Recorded information:
◆ ◆ ◆

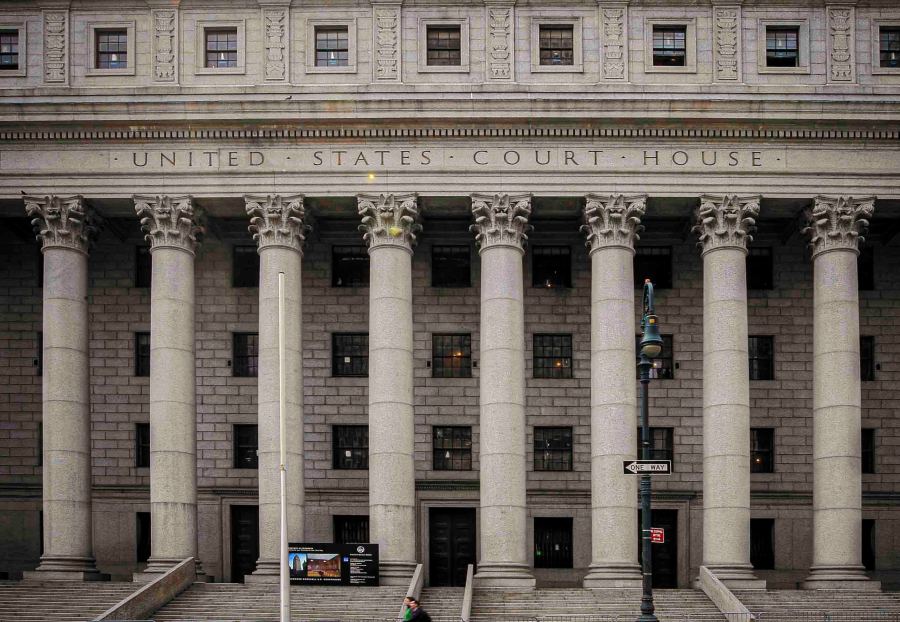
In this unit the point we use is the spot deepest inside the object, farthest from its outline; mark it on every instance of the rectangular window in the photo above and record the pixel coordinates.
(351, 529)
(669, 46)
(557, 44)
(246, 444)
(350, 445)
(244, 266)
(762, 358)
(451, 356)
(452, 447)
(350, 354)
(552, 356)
(451, 266)
(551, 266)
(142, 354)
(332, 46)
(221, 47)
(349, 266)
(552, 449)
(553, 542)
(762, 450)
(245, 354)
(762, 543)
(782, 46)
(142, 445)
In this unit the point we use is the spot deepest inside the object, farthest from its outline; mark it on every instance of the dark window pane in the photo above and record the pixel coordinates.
(452, 446)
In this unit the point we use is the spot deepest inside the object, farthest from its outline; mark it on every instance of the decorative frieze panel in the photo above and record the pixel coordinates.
(838, 223)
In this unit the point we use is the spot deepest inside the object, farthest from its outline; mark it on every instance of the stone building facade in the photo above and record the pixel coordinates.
(587, 146)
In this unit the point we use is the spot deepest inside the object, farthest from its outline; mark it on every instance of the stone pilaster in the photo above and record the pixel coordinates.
(612, 225)
(277, 225)
(836, 227)
(725, 225)
(170, 226)
(65, 227)
(501, 226)
(389, 229)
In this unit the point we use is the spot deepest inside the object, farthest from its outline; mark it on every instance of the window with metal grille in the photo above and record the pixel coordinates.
(112, 49)
(9, 49)
(762, 543)
(142, 354)
(443, 46)
(451, 356)
(349, 266)
(669, 46)
(762, 358)
(654, 263)
(551, 266)
(762, 450)
(244, 266)
(350, 354)
(552, 356)
(221, 47)
(452, 447)
(553, 542)
(332, 46)
(245, 353)
(782, 46)
(142, 445)
(760, 269)
(552, 449)
(351, 529)
(350, 446)
(451, 266)
(557, 44)
(889, 46)
(246, 444)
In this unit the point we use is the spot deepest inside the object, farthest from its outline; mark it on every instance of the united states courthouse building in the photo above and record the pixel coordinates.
(463, 198)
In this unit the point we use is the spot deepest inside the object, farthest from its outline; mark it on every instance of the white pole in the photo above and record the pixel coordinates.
(285, 578)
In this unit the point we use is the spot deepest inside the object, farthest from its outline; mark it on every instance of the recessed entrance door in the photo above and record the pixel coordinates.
(244, 541)
(452, 545)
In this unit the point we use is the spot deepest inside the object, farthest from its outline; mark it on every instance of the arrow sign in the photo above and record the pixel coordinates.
(654, 467)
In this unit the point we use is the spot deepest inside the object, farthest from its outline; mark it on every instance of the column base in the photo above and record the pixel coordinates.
(506, 575)
(840, 578)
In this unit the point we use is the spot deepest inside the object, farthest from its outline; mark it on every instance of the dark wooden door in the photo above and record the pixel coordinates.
(244, 541)
(451, 545)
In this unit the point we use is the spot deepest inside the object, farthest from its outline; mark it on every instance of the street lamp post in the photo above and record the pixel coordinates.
(651, 346)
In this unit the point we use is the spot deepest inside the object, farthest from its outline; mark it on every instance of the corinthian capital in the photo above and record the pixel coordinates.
(168, 221)
(501, 219)
(726, 221)
(389, 219)
(613, 220)
(277, 220)
(838, 223)
(62, 222)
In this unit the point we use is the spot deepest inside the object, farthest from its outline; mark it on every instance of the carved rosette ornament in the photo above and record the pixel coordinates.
(277, 221)
(501, 220)
(613, 220)
(838, 223)
(168, 221)
(62, 222)
(389, 220)
(726, 221)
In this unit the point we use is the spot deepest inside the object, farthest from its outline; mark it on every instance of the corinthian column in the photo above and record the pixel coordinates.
(836, 225)
(501, 225)
(169, 225)
(277, 226)
(725, 224)
(389, 226)
(612, 226)
(65, 227)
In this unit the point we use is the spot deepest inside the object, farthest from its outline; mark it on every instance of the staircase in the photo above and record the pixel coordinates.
(59, 601)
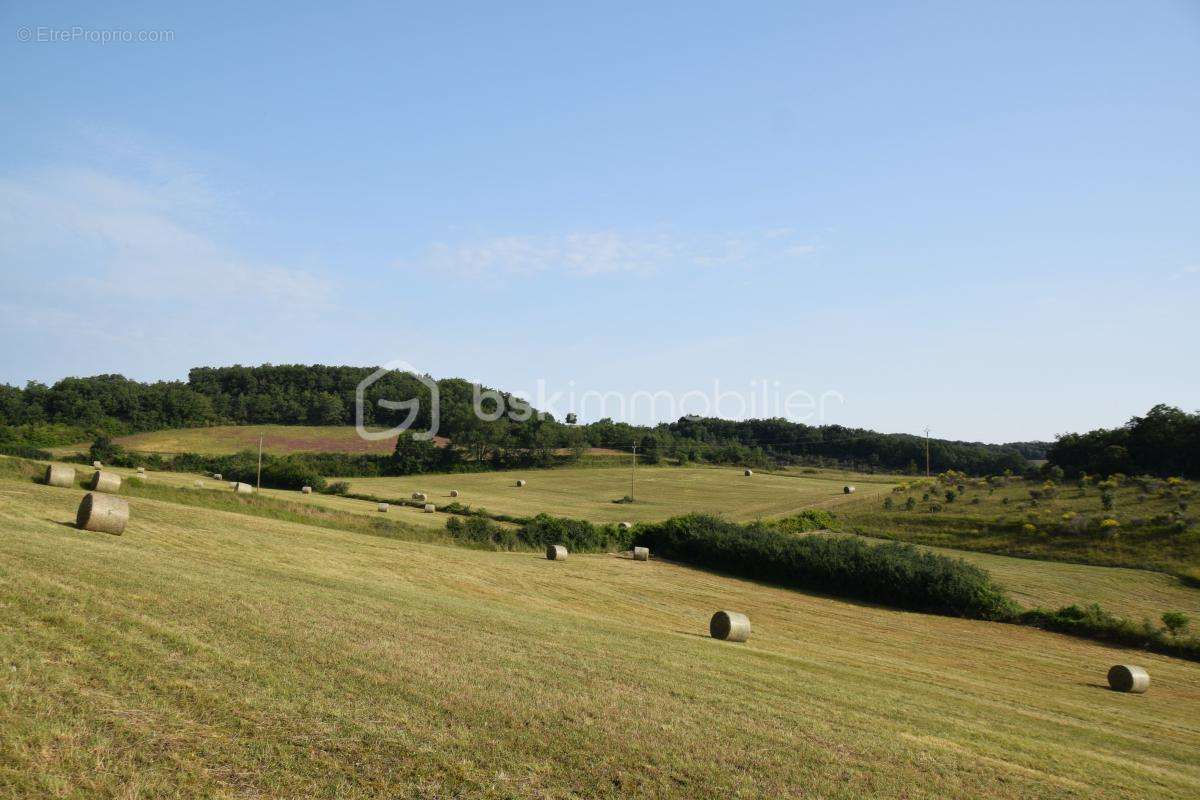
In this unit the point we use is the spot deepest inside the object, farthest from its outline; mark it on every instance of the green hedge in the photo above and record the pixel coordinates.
(892, 575)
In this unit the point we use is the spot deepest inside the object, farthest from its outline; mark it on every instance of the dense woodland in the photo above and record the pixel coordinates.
(1165, 441)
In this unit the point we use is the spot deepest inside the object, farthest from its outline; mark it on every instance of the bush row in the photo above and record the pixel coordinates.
(579, 535)
(893, 575)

◆ ◆ ◆

The task: Put the lines from the one containing "of the bush" through the end of the listing above, both ends included, into a JSON list of strings with one string per line and blank lines left out.

Written solution:
[
  "In this unit the point we use is the spot deepest inside the object, farthest from its outline; mark it on every instance of the bush row in the photo above and record the pixel coordinates.",
  "(579, 535)",
  "(893, 575)"
]